### Instructions to follow
Transcribe all of the material exactly. Any picture in it should be left out.

--- START Dataset extract ---

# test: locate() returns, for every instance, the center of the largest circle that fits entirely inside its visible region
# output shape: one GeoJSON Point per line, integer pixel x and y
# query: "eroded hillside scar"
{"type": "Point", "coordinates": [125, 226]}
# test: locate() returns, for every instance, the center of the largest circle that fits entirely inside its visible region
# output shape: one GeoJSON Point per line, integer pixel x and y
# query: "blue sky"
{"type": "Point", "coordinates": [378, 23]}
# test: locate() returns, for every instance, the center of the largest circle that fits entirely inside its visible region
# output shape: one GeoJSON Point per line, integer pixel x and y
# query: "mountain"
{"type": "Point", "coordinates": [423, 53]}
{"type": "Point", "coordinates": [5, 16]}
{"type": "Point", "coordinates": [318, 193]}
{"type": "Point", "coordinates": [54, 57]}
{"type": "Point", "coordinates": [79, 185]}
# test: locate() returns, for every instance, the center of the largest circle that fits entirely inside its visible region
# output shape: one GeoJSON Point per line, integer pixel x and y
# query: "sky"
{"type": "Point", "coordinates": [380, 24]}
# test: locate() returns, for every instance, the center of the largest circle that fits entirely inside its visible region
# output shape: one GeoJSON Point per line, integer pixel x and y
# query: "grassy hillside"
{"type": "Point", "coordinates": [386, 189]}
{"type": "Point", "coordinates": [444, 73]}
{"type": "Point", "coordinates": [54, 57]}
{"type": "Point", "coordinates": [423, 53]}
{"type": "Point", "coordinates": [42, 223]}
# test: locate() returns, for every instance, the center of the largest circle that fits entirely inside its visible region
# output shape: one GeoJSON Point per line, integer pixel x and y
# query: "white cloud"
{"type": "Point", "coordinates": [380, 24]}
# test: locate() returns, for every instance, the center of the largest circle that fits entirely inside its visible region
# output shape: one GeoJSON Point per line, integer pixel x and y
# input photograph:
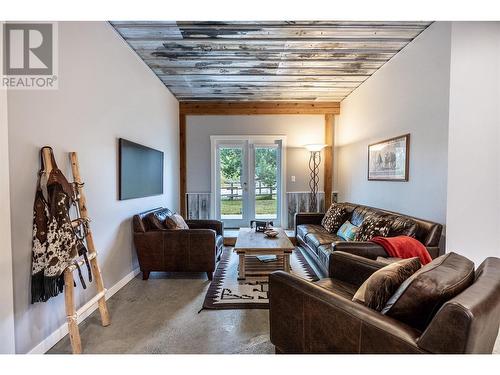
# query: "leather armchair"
{"type": "Point", "coordinates": [320, 317]}
{"type": "Point", "coordinates": [196, 249]}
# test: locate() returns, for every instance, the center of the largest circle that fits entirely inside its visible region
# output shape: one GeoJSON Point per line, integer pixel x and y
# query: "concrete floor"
{"type": "Point", "coordinates": [161, 316]}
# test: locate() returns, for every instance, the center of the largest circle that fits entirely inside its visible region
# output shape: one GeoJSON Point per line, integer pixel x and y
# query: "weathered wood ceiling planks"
{"type": "Point", "coordinates": [266, 61]}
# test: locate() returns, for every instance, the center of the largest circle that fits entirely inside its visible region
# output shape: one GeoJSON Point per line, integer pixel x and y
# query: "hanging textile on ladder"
{"type": "Point", "coordinates": [55, 243]}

--- END Dataset extract ---

### Answer to the task
# test: locate() returns, for every instance, the center of the largest circle that fits entirely inside its visible region
# output shape: one GeoJSON Point per line, integer pixel x and y
# query: "eroded hillside scar"
{"type": "Point", "coordinates": [125, 226]}
# test: locate() returns, for every instance, the center of the largest circle that fits entirely inside its visible region
# output shape: one GeoJSON Point per line, integer pixel x and y
# query: "blue sky"
{"type": "Point", "coordinates": [378, 23]}
# test: locate() returns, for every instance, the center of the largest circle that fits entirely inside its visible region
# output shape: one GeoJSON Point per line, integer pixel x and y
# query: "mountain"
{"type": "Point", "coordinates": [423, 53]}
{"type": "Point", "coordinates": [5, 16]}
{"type": "Point", "coordinates": [318, 193]}
{"type": "Point", "coordinates": [54, 57]}
{"type": "Point", "coordinates": [79, 185]}
# test: locate() returns, for every instance, the center of the largest circle that fits entirely inside its visible region
# output shape: one GeoJSON Point per line, integer pixel x and y
# query: "sky"
{"type": "Point", "coordinates": [380, 24]}
# test: locate() returns, for every instance, the center of the largest circle that fits entirely inside its visible region
# output shape: one GeoJSON Point per line, integer pixel x and y
# query: "grassy hillside"
{"type": "Point", "coordinates": [386, 189]}
{"type": "Point", "coordinates": [444, 73]}
{"type": "Point", "coordinates": [54, 57]}
{"type": "Point", "coordinates": [423, 53]}
{"type": "Point", "coordinates": [42, 223]}
# test: locate() returns, for every instance, the center of the largest circle that fits entirely inside its visible region
# output shape: one GeoJSON Point per line, integer pixel x and y
# query: "white cloud"
{"type": "Point", "coordinates": [380, 24]}
# test: locate() returns, for every instance, the center of the largest circle that fits entirely inside its visible region
# output shape: one GeoJSON Point per line, integer pixel x and y
# input photograph:
# query: "leather armchair"
{"type": "Point", "coordinates": [320, 317]}
{"type": "Point", "coordinates": [196, 249]}
# test: locate() returns, for every instance, the center of the largest circle that fits entirely inside its visible region
# output shape: one GeoJSON Point per line, integer pixel x and y
# query: "concrete floor"
{"type": "Point", "coordinates": [161, 316]}
# test: locate() returns, for every instance, the center of the largest circle that fits entirely inside its visible region
# output shape: one GeoJSON Point per line, integer pixel x and y
# query: "weathered wood ceiling planks"
{"type": "Point", "coordinates": [266, 61]}
# test: locate() returns, for every instance, the center of the largest circle that fits entirely inside its visible region
# output shape: one GeoJSON Point per line, integer pixel x and y
# query: "hanging textile on ladder"
{"type": "Point", "coordinates": [55, 243]}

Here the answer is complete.